#### DATA SECTION:

----------------

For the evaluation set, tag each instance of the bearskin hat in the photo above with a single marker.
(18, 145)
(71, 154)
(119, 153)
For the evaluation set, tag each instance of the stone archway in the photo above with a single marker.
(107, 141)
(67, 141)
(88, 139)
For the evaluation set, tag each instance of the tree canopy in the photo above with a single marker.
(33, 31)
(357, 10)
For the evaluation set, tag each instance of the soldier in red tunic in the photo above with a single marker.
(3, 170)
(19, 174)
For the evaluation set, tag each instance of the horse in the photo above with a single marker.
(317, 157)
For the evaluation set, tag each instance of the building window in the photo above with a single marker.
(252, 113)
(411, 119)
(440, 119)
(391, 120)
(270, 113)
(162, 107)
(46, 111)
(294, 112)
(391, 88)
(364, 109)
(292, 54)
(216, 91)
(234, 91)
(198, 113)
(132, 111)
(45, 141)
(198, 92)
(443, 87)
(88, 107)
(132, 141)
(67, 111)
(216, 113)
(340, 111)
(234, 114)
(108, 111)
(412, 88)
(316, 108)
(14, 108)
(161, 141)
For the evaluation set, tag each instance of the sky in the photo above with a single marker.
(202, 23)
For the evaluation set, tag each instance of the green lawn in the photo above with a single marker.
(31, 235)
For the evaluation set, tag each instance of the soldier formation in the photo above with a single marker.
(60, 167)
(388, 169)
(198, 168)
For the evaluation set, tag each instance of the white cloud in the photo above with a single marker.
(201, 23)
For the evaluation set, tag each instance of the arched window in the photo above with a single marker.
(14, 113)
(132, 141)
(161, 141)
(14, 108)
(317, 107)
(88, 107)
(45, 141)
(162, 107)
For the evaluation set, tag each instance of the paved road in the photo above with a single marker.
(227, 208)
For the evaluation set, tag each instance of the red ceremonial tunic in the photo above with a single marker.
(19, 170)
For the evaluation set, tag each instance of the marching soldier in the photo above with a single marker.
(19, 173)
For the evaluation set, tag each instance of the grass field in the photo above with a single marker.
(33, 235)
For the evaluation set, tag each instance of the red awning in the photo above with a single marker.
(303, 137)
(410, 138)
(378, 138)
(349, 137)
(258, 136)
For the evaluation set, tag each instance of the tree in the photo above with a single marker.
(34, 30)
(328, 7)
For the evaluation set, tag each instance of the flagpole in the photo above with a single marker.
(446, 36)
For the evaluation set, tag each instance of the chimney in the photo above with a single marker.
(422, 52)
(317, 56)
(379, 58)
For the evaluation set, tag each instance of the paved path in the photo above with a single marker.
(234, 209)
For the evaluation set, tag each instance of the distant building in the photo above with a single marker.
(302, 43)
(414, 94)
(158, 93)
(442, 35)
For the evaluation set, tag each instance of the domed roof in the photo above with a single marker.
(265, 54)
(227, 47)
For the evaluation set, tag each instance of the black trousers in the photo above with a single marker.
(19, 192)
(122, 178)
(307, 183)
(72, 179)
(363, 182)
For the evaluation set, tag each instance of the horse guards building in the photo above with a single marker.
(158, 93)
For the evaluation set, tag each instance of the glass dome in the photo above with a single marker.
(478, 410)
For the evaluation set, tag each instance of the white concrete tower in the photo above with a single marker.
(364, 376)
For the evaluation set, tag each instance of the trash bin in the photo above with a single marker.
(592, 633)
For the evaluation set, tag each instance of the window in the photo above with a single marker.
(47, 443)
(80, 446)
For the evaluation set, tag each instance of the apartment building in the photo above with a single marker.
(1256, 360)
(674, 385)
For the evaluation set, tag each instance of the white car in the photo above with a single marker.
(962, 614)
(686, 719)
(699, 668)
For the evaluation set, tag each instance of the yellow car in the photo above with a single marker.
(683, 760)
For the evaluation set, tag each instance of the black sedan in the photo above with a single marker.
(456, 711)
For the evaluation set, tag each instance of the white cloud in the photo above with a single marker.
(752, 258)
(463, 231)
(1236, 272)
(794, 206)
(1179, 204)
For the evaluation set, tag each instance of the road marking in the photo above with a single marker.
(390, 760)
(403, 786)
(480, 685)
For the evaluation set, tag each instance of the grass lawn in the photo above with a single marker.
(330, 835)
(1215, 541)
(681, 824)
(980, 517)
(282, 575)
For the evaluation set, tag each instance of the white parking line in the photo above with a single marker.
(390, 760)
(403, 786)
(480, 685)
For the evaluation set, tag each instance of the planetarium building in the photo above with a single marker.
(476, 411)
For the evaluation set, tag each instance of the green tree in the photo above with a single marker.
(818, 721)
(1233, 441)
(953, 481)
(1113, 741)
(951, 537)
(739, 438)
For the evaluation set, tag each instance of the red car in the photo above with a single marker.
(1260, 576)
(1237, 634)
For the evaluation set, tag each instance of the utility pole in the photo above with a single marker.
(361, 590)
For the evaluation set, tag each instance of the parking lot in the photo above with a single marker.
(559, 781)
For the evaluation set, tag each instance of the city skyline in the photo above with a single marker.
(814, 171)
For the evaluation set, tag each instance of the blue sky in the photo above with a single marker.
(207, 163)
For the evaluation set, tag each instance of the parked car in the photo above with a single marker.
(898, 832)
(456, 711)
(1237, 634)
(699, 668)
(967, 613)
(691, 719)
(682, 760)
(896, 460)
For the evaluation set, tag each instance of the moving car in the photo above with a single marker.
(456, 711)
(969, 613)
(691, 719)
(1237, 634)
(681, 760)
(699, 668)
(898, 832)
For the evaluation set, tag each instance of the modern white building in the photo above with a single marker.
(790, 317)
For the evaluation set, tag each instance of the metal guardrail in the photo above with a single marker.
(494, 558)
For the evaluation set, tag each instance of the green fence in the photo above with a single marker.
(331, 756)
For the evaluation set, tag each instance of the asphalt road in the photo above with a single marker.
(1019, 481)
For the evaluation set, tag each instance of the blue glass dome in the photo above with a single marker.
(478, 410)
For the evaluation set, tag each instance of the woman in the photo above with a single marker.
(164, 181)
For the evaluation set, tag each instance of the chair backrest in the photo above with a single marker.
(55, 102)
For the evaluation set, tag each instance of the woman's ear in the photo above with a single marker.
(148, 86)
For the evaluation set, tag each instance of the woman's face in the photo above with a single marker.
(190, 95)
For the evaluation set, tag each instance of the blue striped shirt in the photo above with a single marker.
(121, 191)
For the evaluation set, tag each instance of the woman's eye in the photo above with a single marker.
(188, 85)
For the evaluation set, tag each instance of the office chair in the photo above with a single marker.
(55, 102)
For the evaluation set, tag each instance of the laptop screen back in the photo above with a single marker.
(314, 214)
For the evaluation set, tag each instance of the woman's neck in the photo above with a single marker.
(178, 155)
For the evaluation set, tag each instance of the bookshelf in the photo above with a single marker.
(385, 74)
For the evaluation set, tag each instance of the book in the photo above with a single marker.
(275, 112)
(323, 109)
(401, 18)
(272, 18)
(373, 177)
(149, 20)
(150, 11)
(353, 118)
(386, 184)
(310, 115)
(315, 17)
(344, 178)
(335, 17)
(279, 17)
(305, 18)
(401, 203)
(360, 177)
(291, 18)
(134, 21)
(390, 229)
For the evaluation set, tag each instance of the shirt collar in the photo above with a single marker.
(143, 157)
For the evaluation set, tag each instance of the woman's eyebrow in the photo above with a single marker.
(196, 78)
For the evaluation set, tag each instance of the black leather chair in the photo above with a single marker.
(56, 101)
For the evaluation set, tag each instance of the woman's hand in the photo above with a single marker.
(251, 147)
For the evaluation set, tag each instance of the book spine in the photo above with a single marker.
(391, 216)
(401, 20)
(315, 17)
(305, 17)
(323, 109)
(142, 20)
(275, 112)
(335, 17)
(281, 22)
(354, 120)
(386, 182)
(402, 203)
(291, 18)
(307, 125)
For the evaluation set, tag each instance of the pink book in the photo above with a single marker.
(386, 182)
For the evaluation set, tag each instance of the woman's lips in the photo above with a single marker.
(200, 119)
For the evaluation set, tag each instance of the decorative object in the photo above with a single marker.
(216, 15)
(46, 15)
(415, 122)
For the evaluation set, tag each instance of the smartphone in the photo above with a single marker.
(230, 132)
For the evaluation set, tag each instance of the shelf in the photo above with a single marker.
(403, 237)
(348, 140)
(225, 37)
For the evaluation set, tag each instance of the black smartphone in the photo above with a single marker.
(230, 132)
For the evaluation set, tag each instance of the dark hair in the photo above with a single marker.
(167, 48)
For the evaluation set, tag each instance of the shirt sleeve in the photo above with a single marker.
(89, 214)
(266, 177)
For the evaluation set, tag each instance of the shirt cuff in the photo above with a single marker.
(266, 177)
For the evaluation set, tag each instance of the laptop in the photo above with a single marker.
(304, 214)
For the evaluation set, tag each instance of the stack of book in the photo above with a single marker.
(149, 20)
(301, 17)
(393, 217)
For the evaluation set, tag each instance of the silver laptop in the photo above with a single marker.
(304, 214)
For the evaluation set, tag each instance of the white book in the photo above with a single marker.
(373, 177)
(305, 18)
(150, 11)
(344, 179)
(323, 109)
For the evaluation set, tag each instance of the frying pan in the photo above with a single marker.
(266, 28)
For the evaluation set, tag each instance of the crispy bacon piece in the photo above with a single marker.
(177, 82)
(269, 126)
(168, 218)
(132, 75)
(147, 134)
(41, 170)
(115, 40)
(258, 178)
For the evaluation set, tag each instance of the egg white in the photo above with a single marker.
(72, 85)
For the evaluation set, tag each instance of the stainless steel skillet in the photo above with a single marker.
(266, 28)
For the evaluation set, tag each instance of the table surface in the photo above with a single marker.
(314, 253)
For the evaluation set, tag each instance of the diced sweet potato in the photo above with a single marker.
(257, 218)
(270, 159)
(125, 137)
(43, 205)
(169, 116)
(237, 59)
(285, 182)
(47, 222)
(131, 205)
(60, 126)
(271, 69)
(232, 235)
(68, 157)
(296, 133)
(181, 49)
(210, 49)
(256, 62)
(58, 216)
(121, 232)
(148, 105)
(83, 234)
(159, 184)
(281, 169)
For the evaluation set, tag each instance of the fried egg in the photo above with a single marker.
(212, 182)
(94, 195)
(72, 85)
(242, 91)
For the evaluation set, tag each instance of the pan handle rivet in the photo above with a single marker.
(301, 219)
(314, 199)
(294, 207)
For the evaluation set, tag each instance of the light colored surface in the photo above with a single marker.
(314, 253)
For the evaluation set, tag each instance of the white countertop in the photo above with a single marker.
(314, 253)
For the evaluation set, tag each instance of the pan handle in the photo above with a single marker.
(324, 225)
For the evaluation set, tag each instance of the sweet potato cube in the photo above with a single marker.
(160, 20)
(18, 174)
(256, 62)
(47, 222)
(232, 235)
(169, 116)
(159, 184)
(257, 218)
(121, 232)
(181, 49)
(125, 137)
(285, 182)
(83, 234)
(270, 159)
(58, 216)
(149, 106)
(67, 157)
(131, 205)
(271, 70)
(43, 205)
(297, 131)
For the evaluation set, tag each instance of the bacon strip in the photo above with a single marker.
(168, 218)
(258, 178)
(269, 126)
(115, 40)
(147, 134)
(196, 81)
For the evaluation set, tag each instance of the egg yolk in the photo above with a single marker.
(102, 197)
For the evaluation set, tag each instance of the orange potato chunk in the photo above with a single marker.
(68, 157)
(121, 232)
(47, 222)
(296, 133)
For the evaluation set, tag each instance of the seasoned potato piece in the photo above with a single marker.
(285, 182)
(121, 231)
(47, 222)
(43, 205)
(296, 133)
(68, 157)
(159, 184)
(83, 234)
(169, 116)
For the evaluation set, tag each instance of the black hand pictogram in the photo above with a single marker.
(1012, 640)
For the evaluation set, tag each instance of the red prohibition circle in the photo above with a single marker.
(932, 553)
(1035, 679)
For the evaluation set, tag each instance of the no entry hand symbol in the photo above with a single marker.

----------------

#### TO BE DONE:
Repeat the items above word for word, everything from the line containing "For the evaluation set, tag each instance of the diced" down to the line containing "(1012, 640)", with both of those lines included.

#### ANSWER FOR THIS EXERCISE:
For the evaluation set, tag each instance of the diced sweet potato in the photo above with a single marker.
(257, 218)
(270, 159)
(125, 137)
(43, 205)
(169, 116)
(237, 59)
(285, 182)
(47, 222)
(131, 205)
(60, 126)
(271, 69)
(232, 235)
(68, 157)
(296, 133)
(181, 49)
(210, 49)
(256, 62)
(58, 216)
(121, 232)
(148, 105)
(83, 234)
(159, 184)
(281, 169)
For the evaluation set, tag each instance of the fried egg in the photo above with a single marker.
(212, 182)
(94, 195)
(72, 85)
(242, 91)
For the evaluation set, tag each instance of the pan handle rivet in the photo above with a single marker.
(301, 219)
(314, 199)
(294, 207)
For the evaluation set, tag each instance of the light colored surface in the photo above with a single marker.
(314, 253)
For the evaluation set, tag each instance of the white countertop in the photo above with a single marker.
(314, 253)
For the evaluation set, tag each instance of the pan handle in the photo above with a single marker.
(324, 225)
For the evaluation set, tag each instance of the sweet potato cube in the photo above with a single marker.
(160, 20)
(18, 174)
(256, 62)
(47, 222)
(232, 235)
(169, 116)
(159, 184)
(257, 218)
(121, 232)
(181, 49)
(125, 137)
(285, 182)
(83, 234)
(270, 159)
(58, 216)
(149, 106)
(67, 157)
(131, 205)
(271, 70)
(43, 205)
(297, 131)
For the evaluation set, tag each instance of the bacon strip in the photo above with a single marker.
(168, 218)
(258, 178)
(269, 126)
(115, 40)
(147, 134)
(196, 81)
For the evaluation set, tag each instance of the egg yolk in the photo above with a single marker.
(102, 197)
For the evaluation set, tag each instance of the orange potato chunk in the photo above with a single marker.
(68, 157)
(121, 232)
(47, 222)
(296, 133)
For the evaluation set, tag each instance of the seasoned potato piece in the photo above with a single marker.
(285, 182)
(121, 231)
(47, 222)
(43, 205)
(296, 133)
(68, 157)
(159, 184)
(83, 234)
(169, 116)
For the evaluation set, tag each instance of the black hand pictogram in the photo above with a single marker.
(1012, 640)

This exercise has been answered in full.